(Records from a collection)
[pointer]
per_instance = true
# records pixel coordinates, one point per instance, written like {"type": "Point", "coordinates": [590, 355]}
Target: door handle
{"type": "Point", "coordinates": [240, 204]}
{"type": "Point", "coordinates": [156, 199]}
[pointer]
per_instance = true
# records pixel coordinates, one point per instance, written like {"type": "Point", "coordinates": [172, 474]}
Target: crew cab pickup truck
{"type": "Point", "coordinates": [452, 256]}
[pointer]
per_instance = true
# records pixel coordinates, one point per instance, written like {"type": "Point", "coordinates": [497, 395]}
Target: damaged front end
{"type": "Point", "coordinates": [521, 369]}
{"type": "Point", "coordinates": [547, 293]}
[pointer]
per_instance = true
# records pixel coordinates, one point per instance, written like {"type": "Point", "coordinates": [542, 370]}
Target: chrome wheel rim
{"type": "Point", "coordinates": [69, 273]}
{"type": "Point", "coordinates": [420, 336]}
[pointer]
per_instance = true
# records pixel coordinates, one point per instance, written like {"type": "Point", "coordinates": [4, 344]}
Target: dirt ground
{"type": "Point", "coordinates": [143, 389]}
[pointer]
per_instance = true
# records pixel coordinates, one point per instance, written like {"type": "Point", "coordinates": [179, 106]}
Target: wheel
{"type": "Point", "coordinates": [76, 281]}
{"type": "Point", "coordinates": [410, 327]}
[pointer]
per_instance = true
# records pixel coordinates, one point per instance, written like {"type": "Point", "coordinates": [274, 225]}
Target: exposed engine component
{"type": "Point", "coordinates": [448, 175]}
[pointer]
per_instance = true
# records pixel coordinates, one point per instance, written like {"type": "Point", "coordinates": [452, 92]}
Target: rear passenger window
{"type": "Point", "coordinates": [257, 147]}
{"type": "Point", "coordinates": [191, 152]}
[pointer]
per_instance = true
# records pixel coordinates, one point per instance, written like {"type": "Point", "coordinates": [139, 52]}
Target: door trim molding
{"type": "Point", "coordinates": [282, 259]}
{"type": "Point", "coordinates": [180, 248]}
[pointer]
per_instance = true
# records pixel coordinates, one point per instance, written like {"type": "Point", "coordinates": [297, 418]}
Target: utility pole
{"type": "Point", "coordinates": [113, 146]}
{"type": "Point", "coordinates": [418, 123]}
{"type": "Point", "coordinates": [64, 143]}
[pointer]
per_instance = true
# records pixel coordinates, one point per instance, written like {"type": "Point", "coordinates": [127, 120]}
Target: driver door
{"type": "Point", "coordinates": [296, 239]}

### TRY IT
State the number of lines in the data that carry "pixel", and add nothing to it.

### SOLUTION FOR THIS EXERCISE
11